Description of the task: Copy the records below, replacing every occurrence of "photo" with "image" and leaving everything else unchanged. Leave the pictures out of your output.

Record list:
__________

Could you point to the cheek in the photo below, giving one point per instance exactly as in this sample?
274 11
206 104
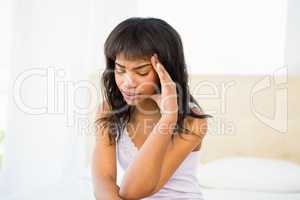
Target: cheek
149 83
118 80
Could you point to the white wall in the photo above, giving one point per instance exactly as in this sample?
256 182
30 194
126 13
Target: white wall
233 36
292 49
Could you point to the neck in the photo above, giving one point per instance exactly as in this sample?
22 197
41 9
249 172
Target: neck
147 107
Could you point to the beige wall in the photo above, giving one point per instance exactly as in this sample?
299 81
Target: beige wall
235 130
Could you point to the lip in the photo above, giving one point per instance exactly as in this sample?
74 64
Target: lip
130 94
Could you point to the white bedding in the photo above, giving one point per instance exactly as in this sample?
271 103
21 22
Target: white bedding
82 190
219 194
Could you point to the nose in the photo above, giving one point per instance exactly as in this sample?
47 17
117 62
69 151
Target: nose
129 81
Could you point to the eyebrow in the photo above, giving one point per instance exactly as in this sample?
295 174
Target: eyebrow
138 67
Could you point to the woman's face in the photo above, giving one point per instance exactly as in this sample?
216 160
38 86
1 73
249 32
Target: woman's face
136 78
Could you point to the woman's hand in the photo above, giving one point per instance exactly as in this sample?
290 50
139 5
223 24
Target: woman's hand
167 100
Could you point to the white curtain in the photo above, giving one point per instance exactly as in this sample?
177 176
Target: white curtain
56 45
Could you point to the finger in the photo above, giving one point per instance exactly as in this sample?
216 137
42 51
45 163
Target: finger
156 98
160 69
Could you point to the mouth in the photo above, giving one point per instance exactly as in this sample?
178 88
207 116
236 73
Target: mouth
129 95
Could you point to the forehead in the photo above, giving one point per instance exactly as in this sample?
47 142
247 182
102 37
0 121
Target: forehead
122 59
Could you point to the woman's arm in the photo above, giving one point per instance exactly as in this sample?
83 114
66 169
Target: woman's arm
104 170
143 173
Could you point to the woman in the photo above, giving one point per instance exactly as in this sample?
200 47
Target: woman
148 120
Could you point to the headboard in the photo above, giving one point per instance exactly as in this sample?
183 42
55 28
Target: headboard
253 115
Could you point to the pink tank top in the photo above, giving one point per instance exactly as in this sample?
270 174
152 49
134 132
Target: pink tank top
183 184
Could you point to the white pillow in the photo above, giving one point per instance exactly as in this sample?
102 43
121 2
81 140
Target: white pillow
249 173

__________

Result:
Could you point to the cheek in the image below, giving one point per instance exactly as in this sample?
274 11
206 104
Target: cheek
149 83
118 80
Could you point to the white wall in the image above, giving one point per instance exactly as in this sample?
256 182
30 194
126 13
Target: white wall
233 36
292 49
Could you point to the neck in the image above, giving one point per instance exactly as in this sample?
22 197
41 9
249 172
Target: neck
147 107
Could you point to the beige wall in the image above, giving one point per instance exactly as in this sample?
299 81
Target: beige wall
235 130
Could you point to the lip in the image above, giving one point per instance exactly as in this sample?
74 64
Target: lip
130 94
Could you point to the white bedding in the image above, giving one point per instance exactly as in this sample?
271 103
21 22
Target: white bedding
82 190
219 194
Could you point to the nose in the image above, giving one point per instance exactly as in this sample?
47 17
117 62
69 151
Target: nose
129 81
Could you point to the eyebrow in the image above, giving one point per instance exactly as in this sample?
295 174
Target: eyebrow
138 67
Could you point to the woman's face in the image above, giving one point per instance exactly as in this sample?
216 160
38 86
1 73
249 32
Target: woman's face
136 78
Could you point to the woman's hand in the image above, giving one point per instance exactly as in this sample?
290 50
139 5
223 24
Target: woman's hand
167 100
Could you point to the white curtain in the image above, giving one point per instance exactly as in this sample?
177 176
Target: white curtain
56 45
Could you point to the finger in the image above, giving one point per instance exactly as in this sample?
216 137
42 51
45 163
Target: finger
156 98
160 69
Could you point to the mouth in the image above, giving one point per instance exactly as in this sample?
178 88
207 116
236 73
Target: mouth
129 95
Could you point to the forehead in the image above, giving one point per instance exactly as in this sample?
47 142
247 182
102 37
0 121
Target: forehead
122 59
Could you point to the woman's arm in the image above, giving one point per instance exactly as in this sample?
83 114
66 169
Target: woman's arm
104 170
143 173
Could you point to the woman in the image above, giving one point per instance exactly as in this sample?
200 47
Target: woman
148 120
Could you point to the headboard in the image above, giving one point per instance exactly as in this sample?
183 42
55 28
Target: headboard
253 115
Could you point to the pink tank top in the image above, giving one point per instance exactly as in this sample?
270 174
152 49
134 132
Target: pink tank top
183 184
Could you point to the white pillow in the image above, giving one point per instance exactly as in this sample?
102 43
121 2
81 140
Target: white pillow
249 173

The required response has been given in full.